** Records for the exercise follows **
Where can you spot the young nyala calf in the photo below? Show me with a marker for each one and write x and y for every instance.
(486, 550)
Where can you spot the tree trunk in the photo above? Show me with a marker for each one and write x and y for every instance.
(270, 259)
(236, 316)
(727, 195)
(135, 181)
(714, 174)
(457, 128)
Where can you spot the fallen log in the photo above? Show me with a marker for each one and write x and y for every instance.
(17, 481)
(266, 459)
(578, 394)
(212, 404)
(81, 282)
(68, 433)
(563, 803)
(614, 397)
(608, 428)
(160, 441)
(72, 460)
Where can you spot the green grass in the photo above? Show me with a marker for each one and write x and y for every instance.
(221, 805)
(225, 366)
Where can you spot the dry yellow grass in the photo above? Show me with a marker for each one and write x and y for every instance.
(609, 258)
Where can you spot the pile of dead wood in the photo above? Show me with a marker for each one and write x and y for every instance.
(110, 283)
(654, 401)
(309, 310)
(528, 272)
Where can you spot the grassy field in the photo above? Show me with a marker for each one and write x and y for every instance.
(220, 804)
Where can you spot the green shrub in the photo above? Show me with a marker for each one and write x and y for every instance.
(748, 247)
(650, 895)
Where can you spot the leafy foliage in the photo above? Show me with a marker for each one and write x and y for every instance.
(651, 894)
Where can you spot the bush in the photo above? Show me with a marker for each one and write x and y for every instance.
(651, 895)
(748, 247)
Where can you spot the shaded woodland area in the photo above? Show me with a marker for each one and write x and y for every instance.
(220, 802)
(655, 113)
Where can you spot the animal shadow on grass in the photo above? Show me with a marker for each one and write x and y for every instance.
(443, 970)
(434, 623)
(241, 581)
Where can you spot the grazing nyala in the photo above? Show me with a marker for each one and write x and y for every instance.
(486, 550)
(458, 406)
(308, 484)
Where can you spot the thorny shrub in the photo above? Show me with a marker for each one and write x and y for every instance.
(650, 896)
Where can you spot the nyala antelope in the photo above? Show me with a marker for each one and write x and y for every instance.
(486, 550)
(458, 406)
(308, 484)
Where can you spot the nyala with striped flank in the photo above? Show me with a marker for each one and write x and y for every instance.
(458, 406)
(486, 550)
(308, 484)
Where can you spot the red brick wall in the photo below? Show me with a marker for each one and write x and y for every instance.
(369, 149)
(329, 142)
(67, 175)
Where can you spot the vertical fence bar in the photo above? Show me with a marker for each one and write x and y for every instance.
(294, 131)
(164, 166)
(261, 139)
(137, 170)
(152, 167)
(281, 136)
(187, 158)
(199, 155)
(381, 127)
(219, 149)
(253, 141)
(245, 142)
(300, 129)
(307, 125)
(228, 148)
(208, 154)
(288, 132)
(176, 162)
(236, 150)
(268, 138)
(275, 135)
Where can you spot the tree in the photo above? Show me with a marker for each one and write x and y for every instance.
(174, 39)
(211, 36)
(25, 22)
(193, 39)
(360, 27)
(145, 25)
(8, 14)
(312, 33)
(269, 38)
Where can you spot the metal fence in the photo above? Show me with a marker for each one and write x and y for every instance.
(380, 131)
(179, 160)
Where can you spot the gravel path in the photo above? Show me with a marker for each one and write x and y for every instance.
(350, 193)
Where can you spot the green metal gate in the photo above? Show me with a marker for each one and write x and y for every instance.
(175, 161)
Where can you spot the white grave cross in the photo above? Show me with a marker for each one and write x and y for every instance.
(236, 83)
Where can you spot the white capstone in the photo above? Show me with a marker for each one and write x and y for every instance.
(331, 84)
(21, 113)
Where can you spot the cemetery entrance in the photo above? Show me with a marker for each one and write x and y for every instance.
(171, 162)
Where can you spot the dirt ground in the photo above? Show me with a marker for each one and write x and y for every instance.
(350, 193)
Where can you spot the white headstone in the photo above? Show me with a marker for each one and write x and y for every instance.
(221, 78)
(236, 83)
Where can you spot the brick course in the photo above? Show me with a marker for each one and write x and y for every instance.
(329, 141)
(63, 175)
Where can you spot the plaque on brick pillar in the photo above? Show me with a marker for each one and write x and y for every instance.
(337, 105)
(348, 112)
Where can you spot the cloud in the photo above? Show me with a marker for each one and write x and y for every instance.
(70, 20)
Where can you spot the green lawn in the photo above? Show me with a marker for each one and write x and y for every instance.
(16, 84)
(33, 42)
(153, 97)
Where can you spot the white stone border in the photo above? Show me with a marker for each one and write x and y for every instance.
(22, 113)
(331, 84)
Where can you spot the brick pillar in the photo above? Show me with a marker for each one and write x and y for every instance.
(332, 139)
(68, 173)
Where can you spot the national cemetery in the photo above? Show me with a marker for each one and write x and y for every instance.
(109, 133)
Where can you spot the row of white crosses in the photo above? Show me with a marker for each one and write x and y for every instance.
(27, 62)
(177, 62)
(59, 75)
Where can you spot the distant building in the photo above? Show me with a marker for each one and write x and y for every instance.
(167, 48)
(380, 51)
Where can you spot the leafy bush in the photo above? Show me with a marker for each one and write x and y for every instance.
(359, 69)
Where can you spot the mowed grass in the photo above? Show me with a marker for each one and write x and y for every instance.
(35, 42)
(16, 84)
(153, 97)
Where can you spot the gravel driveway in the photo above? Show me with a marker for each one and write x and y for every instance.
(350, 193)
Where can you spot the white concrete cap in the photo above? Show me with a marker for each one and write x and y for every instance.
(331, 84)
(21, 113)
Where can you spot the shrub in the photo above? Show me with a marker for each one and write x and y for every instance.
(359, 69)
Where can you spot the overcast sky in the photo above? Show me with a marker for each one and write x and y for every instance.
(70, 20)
** End of Records for the exercise **
What you have to do
This exercise calls for the line containing "Where can you spot the mowed" and each line after it in the records, copied exactly.

Answer to this problem
Where can you spot the mowed grass in the photo above? Show me with a marker for each one and write x and y for every instance.
(35, 42)
(16, 84)
(153, 97)
Where can you spot the gravel driveway in the photo above? Show me with a marker for each one and write x and y for every instance.
(350, 193)
Where can you spot the white concrete cap in the photo above? Show me with a marker for each one and write x and y for every instance.
(331, 84)
(21, 113)
Where can you spot the shrub in the photo above? Show me with a marker for each one and write x and y for every instance.
(359, 69)
Where can you spot the overcast sky in the photo above? Show me with a marker for each one and write x and y for every instance.
(70, 20)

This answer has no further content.